╭─ Extracted text
Just the job for me…

I often wonder that if, when I was 10-years-old, someone had taken me aside and told me just what long hours, poor pay and stress my career choice of journalism was to offer whether I would have stuck to my decision.

But no one did, and 10-year-old me grew up and went though school, college and university and wound up as… a journalist.

I’m now 28-years-old and it’s been the only job I’ve ever known, I went straight from my degree course in journalism to a position as a trainee journalist on a newspaper where I spent time doing work experience. I’m still at the same paper seven years later, only now I’m an Assistant News Editor.

I often fantasise what it would be like to work sensible hours (I’m often finishing and 7pm and in work by 5.30am the next day). And also, what is would be like to have weekends off.

In my most fed up moments I’ve looked at job adverts. I’ve even considered selling myself to the dark world of PR.

It would offer better pay, better hours, ergo a better quality of life. But then I ask the question would it excite me? Would everyday be guaranteed to be different? And then I stop looking and go to bed because I’ve decided it wouldn’t …and anyway I have to get up at 5am.
╰─
╭─ Raw records
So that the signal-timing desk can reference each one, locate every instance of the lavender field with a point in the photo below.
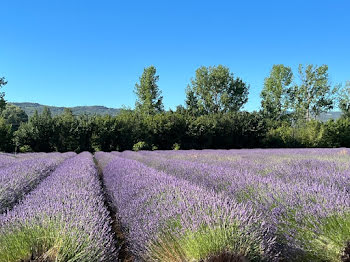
(208, 205)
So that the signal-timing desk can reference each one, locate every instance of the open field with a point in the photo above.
(208, 205)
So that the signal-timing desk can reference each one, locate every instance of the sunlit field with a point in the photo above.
(195, 205)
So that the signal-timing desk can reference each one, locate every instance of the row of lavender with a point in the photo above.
(303, 196)
(63, 219)
(20, 176)
(171, 219)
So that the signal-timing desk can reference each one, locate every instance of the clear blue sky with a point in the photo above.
(80, 52)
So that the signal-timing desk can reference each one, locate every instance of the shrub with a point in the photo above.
(141, 145)
(176, 146)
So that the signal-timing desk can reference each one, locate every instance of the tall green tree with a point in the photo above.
(65, 126)
(344, 100)
(275, 95)
(14, 116)
(38, 133)
(216, 90)
(3, 82)
(149, 99)
(5, 136)
(314, 94)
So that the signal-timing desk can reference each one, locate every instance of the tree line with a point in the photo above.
╰─
# [Your tasks]
• a. Reproduce the post about working as a journalist from "I often fantasise" up to and including "get up at 5am.".
• b. In the post about working as a journalist, what position does the writer now hold at the newspaper?
The rows have no connection to the post about working as a journalist.

# [Complete answers]
• a.
I often fantasise what it would be like to work sensible hours (I’m often finishing and 7pm and in work by 5.30am the next day). And also, what is would be like to have weekends off.

In my most fed up moments I’ve looked at job adverts. I’ve even considered selling myself to the dark world of PR.

It would offer better pay, better hours, ergo a better quality of life. But then I ask the question would it excite me? Would everyday be guaranteed to be different? And then I stop looking and go to bed because I’ve decided it wouldn’t …and anyway I have to get up at 5am.

• b. Assistant News Editor